Creek Fire as seen from space. 

Our pal, Osa, days before Creek Fire

(Front to back) Osa, Riley, Aria, Macy Blue - same spot as above - after Creek Fire

And  after the fires, you know it, came the flood! I got home on January 9th to 10" of mud surrounding my house and in my pool! 


It took months of shoveling to get all the mud out! 

Backyard and pool

Spring was spent trying to dig out and repair the pool. It was ready for summer, thank goodness. Especially during COVID, the pool has been my sanity. I swim about 90 -120 minutes a day! 

All better! 

June  brought coyote drama. Macy Blue and I were hiking the dark side. We had just emerged from the swimming spot when I heard Macy growl...totally out of the norm. Ten feet away, she was on her hind legs in an embrace with a small coyote. He must have noticed her limp and took her for an easy target. She was NOT! Plus, her momma is part rottweiler... I screamed so loud, I terrified them both! The coyote took off and Macy ran to me. I thought she was fine but took her in anyway... it was a severe bite! My poor baby! 

Fall was more craziness, dealing with Mom's dementia. January, I was part of the one of the largest teacher strikes in history. It poured rain the whole time we were on strike. In the end, I feel special education lost out...our numbers actually INCREASED. 

And then came February. Macy Blue had been on a weird eating streak for months. I kept wondering if she had pica! She ate most of a letter. She ate beads... glass ones. She passed those. But in early February, she ate most of two different dish towels.  And here's where I was stupid: When I lived in my previous house, I was friends with a hair dresser and her rottweiler. He loved to get his lips on any towel she had used to do hair! Seriously, this dog would eat and entire towel. When he would pass it, she would don gloves and pull! DON'T DO THIS! Rags can get impacted.

● Information shown
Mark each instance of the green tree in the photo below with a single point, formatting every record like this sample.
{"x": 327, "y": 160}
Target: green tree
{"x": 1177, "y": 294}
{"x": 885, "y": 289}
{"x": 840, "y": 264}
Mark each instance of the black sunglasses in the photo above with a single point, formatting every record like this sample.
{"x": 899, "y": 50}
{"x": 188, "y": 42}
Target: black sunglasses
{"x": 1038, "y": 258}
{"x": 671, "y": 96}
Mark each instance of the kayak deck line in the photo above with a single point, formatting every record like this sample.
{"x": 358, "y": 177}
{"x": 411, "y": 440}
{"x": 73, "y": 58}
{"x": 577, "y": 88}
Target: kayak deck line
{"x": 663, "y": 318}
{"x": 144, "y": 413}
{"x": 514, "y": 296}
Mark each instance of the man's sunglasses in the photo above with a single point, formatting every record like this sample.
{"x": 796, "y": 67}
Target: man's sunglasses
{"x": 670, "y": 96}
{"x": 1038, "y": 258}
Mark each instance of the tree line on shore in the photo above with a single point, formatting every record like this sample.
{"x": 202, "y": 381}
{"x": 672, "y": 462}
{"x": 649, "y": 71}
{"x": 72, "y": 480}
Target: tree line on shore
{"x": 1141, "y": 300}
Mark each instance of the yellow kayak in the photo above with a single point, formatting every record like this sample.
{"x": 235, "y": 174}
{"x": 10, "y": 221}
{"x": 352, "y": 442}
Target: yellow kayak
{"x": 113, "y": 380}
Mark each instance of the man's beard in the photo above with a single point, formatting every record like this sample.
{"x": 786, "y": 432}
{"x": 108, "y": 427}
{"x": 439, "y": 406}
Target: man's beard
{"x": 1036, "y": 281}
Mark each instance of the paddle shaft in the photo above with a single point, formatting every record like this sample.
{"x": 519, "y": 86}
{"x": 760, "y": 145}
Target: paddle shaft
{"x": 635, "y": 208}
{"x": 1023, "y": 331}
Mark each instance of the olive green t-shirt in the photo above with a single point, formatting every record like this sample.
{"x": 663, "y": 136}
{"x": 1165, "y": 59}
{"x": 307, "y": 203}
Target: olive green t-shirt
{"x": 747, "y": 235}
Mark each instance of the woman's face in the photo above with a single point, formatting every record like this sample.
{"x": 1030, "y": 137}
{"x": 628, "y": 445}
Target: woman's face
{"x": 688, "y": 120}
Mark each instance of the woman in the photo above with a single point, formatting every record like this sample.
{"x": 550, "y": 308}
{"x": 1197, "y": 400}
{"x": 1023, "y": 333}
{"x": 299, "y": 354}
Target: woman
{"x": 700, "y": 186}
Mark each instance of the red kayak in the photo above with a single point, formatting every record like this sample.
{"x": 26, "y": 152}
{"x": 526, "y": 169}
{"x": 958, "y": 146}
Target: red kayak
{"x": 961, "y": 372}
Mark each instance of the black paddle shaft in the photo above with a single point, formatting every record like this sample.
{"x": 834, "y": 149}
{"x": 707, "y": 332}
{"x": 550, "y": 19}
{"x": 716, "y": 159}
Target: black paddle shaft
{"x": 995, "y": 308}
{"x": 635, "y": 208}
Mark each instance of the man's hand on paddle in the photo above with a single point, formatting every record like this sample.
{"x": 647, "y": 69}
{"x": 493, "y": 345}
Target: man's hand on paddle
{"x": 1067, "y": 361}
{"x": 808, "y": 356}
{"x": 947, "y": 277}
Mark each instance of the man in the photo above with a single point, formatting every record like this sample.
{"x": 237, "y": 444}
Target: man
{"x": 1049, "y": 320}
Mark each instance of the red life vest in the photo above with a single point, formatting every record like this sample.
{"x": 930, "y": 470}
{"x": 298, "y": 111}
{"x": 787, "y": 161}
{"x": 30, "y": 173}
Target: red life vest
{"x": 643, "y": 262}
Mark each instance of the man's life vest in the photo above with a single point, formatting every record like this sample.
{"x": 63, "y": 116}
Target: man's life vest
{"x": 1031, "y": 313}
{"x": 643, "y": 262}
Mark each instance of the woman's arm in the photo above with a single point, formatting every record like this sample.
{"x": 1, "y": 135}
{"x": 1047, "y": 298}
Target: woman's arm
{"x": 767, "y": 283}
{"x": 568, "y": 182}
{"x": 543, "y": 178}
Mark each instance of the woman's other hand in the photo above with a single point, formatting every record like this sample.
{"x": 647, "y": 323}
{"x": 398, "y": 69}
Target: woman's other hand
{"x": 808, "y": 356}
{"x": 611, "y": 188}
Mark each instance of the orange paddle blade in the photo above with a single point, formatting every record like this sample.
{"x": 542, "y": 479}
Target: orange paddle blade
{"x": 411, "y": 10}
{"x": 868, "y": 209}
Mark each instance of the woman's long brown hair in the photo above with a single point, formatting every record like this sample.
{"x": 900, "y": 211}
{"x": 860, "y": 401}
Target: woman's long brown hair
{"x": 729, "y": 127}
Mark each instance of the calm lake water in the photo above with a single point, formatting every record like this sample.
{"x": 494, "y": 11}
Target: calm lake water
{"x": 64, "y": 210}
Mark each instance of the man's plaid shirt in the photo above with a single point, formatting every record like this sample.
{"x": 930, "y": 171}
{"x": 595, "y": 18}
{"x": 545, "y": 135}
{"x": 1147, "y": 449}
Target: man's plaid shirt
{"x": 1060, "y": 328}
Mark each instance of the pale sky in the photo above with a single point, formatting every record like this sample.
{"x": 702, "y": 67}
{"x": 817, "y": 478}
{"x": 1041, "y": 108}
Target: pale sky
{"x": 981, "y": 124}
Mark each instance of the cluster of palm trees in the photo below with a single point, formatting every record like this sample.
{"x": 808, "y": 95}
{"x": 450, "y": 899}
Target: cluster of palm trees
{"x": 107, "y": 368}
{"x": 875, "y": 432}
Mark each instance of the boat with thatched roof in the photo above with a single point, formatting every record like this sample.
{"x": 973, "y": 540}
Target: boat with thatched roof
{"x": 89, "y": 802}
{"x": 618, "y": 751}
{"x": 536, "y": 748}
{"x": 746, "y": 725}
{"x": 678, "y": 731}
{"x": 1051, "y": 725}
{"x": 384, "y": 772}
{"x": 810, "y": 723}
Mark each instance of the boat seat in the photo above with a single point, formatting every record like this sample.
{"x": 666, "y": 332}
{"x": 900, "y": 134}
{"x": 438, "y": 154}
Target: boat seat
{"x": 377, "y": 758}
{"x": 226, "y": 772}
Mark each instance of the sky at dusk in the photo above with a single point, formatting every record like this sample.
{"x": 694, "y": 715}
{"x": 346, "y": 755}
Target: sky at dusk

● Exercise description
Copy out the part of the Creek Fire post that opens with "(Front to back)" and closes with "in my pool!", putting "deluge" in place of "flood".

● Exercise solution
(Front to back) Osa, Riley, Aria, Macy Blue - same spot as above - after Creek Fire

And  after the fires, you know it, came the deluge! I got home on January 9th to 10" of mud surrounding my house and in my pool!